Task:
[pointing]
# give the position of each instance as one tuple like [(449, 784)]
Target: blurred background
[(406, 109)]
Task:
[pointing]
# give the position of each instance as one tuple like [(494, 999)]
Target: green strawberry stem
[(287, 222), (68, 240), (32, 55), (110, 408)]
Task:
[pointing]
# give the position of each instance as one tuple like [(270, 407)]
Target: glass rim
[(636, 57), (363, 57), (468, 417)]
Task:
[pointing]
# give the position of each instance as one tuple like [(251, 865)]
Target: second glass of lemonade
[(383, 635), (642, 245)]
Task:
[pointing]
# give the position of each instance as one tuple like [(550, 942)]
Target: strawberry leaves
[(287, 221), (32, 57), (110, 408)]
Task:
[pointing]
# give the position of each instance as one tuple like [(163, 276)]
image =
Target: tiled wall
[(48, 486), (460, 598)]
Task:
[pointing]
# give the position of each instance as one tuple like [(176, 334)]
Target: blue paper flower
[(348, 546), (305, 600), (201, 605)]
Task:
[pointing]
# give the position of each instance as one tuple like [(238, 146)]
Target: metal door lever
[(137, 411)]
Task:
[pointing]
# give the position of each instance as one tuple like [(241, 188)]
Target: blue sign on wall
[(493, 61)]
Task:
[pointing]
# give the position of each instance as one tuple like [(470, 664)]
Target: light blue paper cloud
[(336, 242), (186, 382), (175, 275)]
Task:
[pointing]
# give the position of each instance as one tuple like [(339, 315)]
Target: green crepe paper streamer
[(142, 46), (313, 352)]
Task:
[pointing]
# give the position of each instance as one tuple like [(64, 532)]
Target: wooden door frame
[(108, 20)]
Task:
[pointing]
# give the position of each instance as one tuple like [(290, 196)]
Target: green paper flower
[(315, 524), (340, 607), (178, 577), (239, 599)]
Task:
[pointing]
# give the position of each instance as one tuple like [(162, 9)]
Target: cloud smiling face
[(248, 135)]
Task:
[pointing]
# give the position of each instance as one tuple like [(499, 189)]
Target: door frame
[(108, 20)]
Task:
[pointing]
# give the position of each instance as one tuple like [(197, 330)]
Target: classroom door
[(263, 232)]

> **TASK GOAL**
The data above should be output exactly, with each line intact.

> **ANSWER TO THE EXERCISE**
Task:
[pointing]
# give the position of each instance as one tuple like [(449, 784)]
Target: blurred background
[(406, 109)]
Task:
[pointing]
# give the position of each instance as one tuple like [(494, 999)]
Target: green strawberry stem
[(287, 222), (68, 240), (32, 55), (110, 408)]
Task:
[pointing]
# give the position of each instance as one tuple like [(270, 407)]
Target: glass rim
[(636, 57), (363, 57), (468, 417)]
Task:
[pointing]
# give the position of each instance as one tuple like [(251, 865)]
Target: second glass of lemonade
[(383, 635), (642, 245)]
Task:
[pointing]
# give the position of each instance as one tuple like [(550, 942)]
Target: strawberry leaves
[(287, 221), (32, 57), (110, 408)]
Task:
[pointing]
# give the position of each instance as one tuple like [(163, 276)]
image =
Target: tiled wall
[(48, 486), (460, 598)]
Task:
[pointing]
# give the position of each instance as one tuple like [(176, 334)]
Target: blue paper flower
[(348, 546), (305, 600), (201, 605)]
Task:
[pointing]
# give the position of each instance as one tuple like [(238, 146)]
Target: metal door lever
[(137, 411)]
Task:
[pointing]
# give the position of each instance as one tuple like [(241, 188)]
Target: blue sign on wall
[(493, 61)]
Task:
[pointing]
# give the position of each instance as one tuple like [(470, 664)]
Target: light blue paper cloud
[(336, 242), (186, 382), (175, 275)]
Task:
[pointing]
# give the position of each instance as one tuple like [(339, 315)]
Target: green crepe paper streamer
[(142, 46), (313, 352)]
Task:
[pointing]
# give the position of each instance as one tuple like [(64, 532)]
Target: wooden door frame
[(108, 20)]
Task:
[pointing]
# give the position of each instance as one tuple like [(290, 196)]
Target: green paper flower
[(315, 524), (340, 607), (178, 577), (239, 599)]
Task:
[pointing]
# give the position of each instance as one tuple like [(162, 9)]
Target: cloud smiling face
[(248, 135)]
Task:
[pointing]
# give the position of each instance as one tuple like [(499, 189)]
Target: door frame
[(108, 20)]
Task:
[pointing]
# give the position of each instance as one tuple like [(197, 330)]
Target: classroom door
[(263, 232)]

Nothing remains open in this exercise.